• [The input]:
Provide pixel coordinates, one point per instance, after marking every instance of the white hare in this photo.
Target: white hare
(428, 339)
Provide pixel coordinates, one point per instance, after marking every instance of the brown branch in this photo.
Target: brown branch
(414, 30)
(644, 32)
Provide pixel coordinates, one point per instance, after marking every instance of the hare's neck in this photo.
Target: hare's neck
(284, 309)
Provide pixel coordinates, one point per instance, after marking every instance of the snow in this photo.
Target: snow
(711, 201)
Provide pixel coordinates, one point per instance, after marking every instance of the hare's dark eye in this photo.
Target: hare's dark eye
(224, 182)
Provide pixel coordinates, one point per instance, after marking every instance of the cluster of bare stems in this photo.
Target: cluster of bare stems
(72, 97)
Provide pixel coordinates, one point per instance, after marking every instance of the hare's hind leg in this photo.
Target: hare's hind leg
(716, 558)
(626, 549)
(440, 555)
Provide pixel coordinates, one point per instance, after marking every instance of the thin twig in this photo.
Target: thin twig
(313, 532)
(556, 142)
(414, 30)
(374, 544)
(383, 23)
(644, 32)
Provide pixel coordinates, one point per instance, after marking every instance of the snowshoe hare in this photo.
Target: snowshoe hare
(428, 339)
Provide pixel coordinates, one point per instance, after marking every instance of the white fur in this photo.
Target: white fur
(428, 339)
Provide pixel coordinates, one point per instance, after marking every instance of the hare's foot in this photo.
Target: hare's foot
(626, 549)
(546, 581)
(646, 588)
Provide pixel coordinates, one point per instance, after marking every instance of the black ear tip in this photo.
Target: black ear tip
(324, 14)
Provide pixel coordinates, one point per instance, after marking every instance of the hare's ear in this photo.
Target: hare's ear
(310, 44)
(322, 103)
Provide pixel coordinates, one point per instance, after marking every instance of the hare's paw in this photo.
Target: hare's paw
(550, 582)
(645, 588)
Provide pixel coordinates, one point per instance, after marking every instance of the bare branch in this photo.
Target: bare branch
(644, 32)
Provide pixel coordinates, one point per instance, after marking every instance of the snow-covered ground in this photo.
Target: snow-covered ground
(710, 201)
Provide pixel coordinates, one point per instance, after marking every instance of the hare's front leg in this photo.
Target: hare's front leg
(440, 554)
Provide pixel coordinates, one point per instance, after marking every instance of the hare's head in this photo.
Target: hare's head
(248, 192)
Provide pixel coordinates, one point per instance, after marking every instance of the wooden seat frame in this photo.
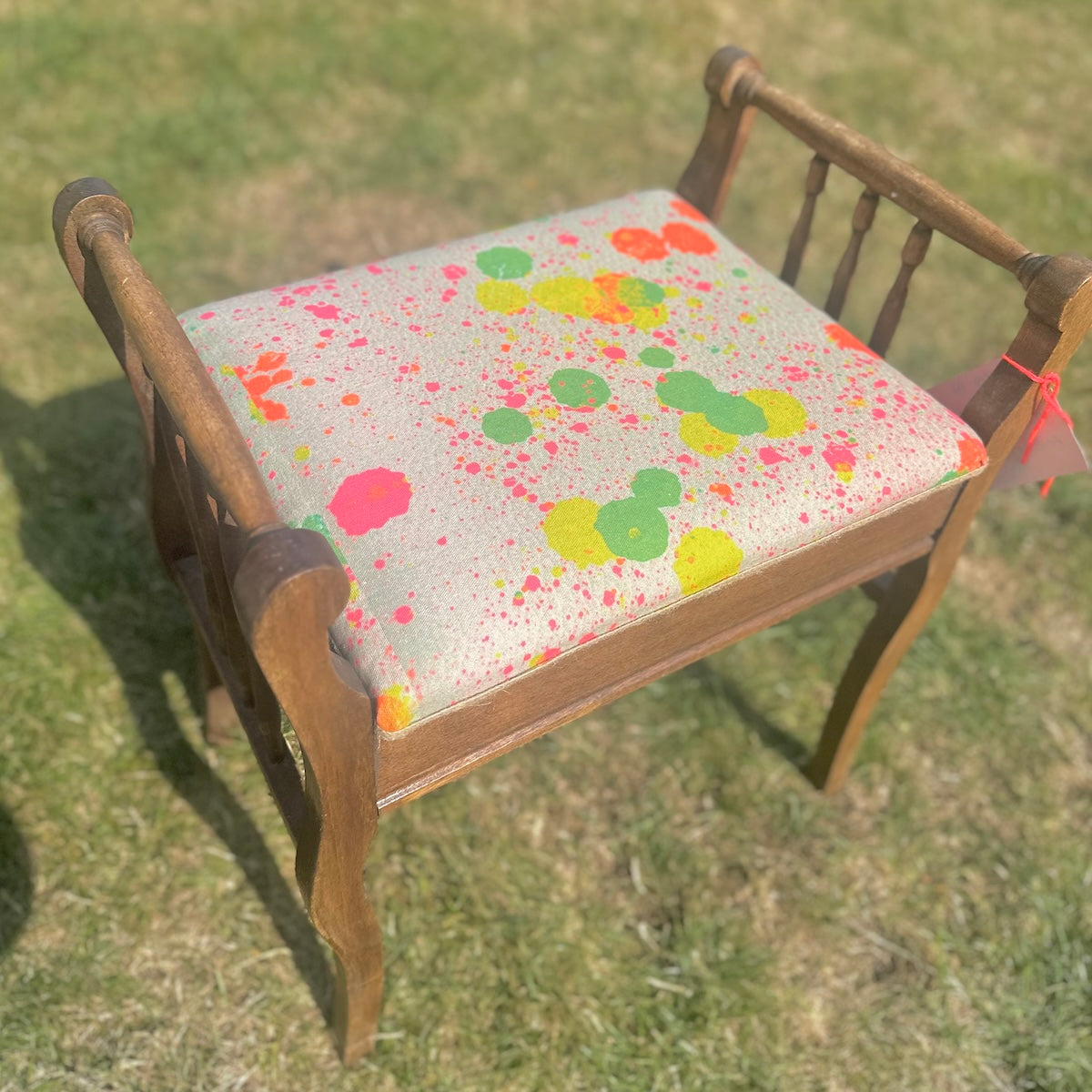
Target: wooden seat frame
(263, 595)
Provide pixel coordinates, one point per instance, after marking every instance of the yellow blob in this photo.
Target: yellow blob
(784, 415)
(704, 557)
(501, 296)
(567, 295)
(394, 709)
(571, 530)
(698, 435)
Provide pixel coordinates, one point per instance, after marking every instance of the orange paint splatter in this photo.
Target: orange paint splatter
(688, 239)
(972, 454)
(265, 374)
(393, 709)
(844, 339)
(639, 243)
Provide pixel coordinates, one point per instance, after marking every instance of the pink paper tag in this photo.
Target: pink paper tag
(1057, 451)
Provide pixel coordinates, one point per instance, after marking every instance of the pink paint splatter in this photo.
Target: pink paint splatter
(367, 500)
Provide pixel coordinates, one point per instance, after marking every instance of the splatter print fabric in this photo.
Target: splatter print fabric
(521, 441)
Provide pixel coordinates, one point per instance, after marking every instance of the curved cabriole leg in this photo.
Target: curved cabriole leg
(288, 590)
(330, 869)
(899, 618)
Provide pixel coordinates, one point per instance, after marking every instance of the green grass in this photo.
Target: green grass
(651, 898)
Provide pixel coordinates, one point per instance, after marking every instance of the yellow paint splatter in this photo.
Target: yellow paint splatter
(698, 435)
(571, 530)
(704, 557)
(394, 709)
(784, 415)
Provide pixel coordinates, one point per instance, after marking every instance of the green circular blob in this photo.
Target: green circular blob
(507, 426)
(732, 413)
(658, 486)
(686, 390)
(632, 529)
(656, 358)
(636, 292)
(577, 387)
(505, 263)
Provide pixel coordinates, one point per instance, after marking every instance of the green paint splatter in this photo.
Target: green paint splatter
(507, 426)
(577, 387)
(686, 390)
(658, 487)
(505, 263)
(634, 292)
(731, 413)
(656, 358)
(633, 529)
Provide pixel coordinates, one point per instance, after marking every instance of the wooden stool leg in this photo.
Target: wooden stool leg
(330, 869)
(899, 618)
(219, 720)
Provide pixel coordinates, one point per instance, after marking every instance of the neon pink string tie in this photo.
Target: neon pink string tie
(1049, 387)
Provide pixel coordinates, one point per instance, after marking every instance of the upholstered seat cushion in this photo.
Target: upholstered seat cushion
(521, 441)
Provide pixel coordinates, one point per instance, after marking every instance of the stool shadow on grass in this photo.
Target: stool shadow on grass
(16, 880)
(77, 467)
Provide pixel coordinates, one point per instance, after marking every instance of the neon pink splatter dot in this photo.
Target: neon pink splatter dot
(771, 457)
(367, 500)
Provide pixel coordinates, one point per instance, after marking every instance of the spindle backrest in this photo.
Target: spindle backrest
(738, 88)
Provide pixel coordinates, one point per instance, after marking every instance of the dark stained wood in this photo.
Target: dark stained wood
(289, 589)
(798, 240)
(913, 254)
(263, 595)
(863, 217)
(705, 181)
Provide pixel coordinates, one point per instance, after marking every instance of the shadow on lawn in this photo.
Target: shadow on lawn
(77, 467)
(16, 884)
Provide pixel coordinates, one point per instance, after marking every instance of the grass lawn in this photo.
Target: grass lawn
(651, 899)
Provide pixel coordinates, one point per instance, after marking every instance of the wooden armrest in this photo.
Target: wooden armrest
(93, 227)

• [Exercise details]: Every line of the material must be repeated exactly; pictures stay out.

• [Worked solution]:
Provide pixel coordinates, one point per instance, after marking every instance of the white hare in this photo.
Target: white hare
(428, 339)
Provide pixel coordinates, one point per instance, after marking every instance of the brown branch in this photo.
Target: brown branch
(414, 30)
(644, 32)
Provide pixel coordinates, one point per instance, after marking every instance of the hare's neck in this photo.
Target: hare's neck
(284, 309)
Provide pixel coordinates, one point per instance, after marking every instance of the snow in this photo.
Target: snow
(711, 201)
Provide pixel coordinates, one point per instance, after marking every instance of the hare's dark eye in this photo.
Target: hare's dark eye
(224, 182)
Provide pixel coordinates, one point per instance, after marking every instance of the cluster of bare stems in this photo.
Target: cluster of bare stems
(72, 97)
Provide pixel coordinates, one point per instance, after marking every instance of the hare's hind leg in this photo.
Target: hare's hind leg
(716, 558)
(626, 549)
(440, 555)
Provide pixel coordinates, one point per instance, after marking every instance of the thin twig in this photo.
Target: thin twig
(313, 532)
(556, 142)
(414, 30)
(374, 544)
(383, 23)
(644, 32)
Provide pixel coordinates, one point per instance, after marking every instance of the snowshoe hare in this photo.
Target: snowshoe hare
(428, 339)
Provide pixel coordinates, one point per instance, after marking every instance of the white fur in this photo.
Target: white fur
(428, 339)
Provide pixel coordinates, one point per instance, after marking every instance of the hare's foot in this photo.
Target: hare's foot
(626, 549)
(546, 581)
(646, 588)
Provide pixel coordinates, one point per instance, after marking every instance of the black ear tip in this photo.
Target: black ear tip
(324, 14)
Provide pixel coordinates, one point per instance, after marking every instance of the hare's ear in this photo.
Target: hare's ear
(310, 44)
(322, 103)
Provide pixel coordinates, one point per instance, after marking every instance of the hare's paw in this photo.
Target: hare's paw
(550, 582)
(645, 588)
Provide pixel coordinates, one point per instance, after marking every instance of the bare branch in this photo.
Target: bare branch
(644, 32)
Provide pixel coordinates, one point per instance, after marking every instance of the snow-covered ground in this photo.
Target: snow-covered ground
(710, 201)
Provide pixel coordinates, one point per instance, after marking every instance of the hare's front leg in this photo.
Target: hare's front leg
(440, 554)
Provide pixel coordinates, one point per instance, after marking every instance of the hare's head in this photo.
Target: hare's head
(248, 192)
Provide pixel coordinates, one point per instance, after marking every instance of the wooden seat frame in this photo.
Target: wooden seat frame
(263, 595)
Provide pixel coordinates, one point per instance, after marking every instance of the yellow blob in this photo.
Target: yellow blob
(784, 415)
(704, 557)
(501, 296)
(567, 295)
(394, 709)
(571, 530)
(698, 435)
Provide pixel coordinates, one point per instance, after marking every instance of the orange paint splatter in this photo.
Target: orange paint splatter
(688, 239)
(972, 454)
(265, 374)
(393, 709)
(844, 339)
(639, 243)
Provide pixel coordinates, one point per instance, after marking every instance of the pink paper tag in this photo.
Target: pink paper tag
(1057, 451)
Provide pixel coordinates, one point per instance, after marking every instance of the pink paint splatter in this photo.
Target: pink paint splatter
(367, 500)
Provide pixel coordinates, one point per instance, after marking every instance of the splatter print fabric in this photo.
Target: splatter print fabric
(521, 441)
Provide pixel coordinates, one point per instance, after marking every instance of the curved cabriole leg in this photo.
Target: curved cabriole leg
(288, 590)
(330, 869)
(899, 618)
Provide pixel coordinates, one point per instance, after marking every instance of the green grass in this photo.
Target: green grass
(651, 898)
Provide pixel coordinates, one point per instance, after marking every instance of the yellow paint splatter in this photo.
Target: yellow paint splatter
(698, 435)
(571, 530)
(704, 557)
(394, 709)
(784, 415)
Provide pixel coordinates, one point per instance, after marking every instance of the green circular blob in this photo.
Target: green circular blob
(507, 426)
(732, 413)
(658, 486)
(686, 390)
(632, 529)
(656, 358)
(636, 292)
(577, 387)
(505, 263)
Provide pixel coordinates, one point per instance, after marking every instance of the green paint splatter in this photo.
Target: green paint splatter
(507, 426)
(577, 387)
(686, 390)
(658, 487)
(505, 263)
(634, 292)
(731, 413)
(656, 358)
(633, 529)
Provide pixel coordinates, one point per instance, after marking every instance of the wooden stool leg in this photo.
Target: wooden stool leg
(330, 869)
(899, 618)
(219, 720)
Provide pixel coordinates, one point per instance, after marking every instance of the neon pink string tie in this photo.
Target: neon pink string tie
(1049, 387)
Provide pixel coordinates, one point per instance, after marking every instance of the upholstered seat cushion in this photo.
Target: upholstered seat cushion
(521, 441)
Provide pixel coordinates, one point per instance, after marking every instance of the stool shadow on grass in this photo.
Target: stool shadow on grass
(16, 880)
(77, 467)
Provide pixel coordinates, one point per instance, after marking every instance of the neon pink splatter dot in this photo.
Target: neon pink splatter dot
(771, 457)
(367, 500)
Provide pixel coordinates, one point per instance, after marking every instance of the spindle backrest in this photo.
Target: spindle backrest
(738, 88)
Provide pixel coordinates, one point per instance, after marking every instance of the dark stained wood in this photo.
Target: dark stained wood
(289, 589)
(798, 240)
(913, 254)
(263, 595)
(863, 217)
(705, 181)
Provide pixel coordinates, one point per instance, after marking every instance of the shadow on lawn in this photo.
Target: shadow on lawn
(77, 467)
(16, 884)
Provide pixel coordinates, one point per instance, after marking every instance of the grass lawn in this photo.
Target: grass lawn
(651, 899)
Provide pixel coordinates, one point per instance, after marking every instance of the wooden armrest in this photo.
Target: wooden armrest
(93, 227)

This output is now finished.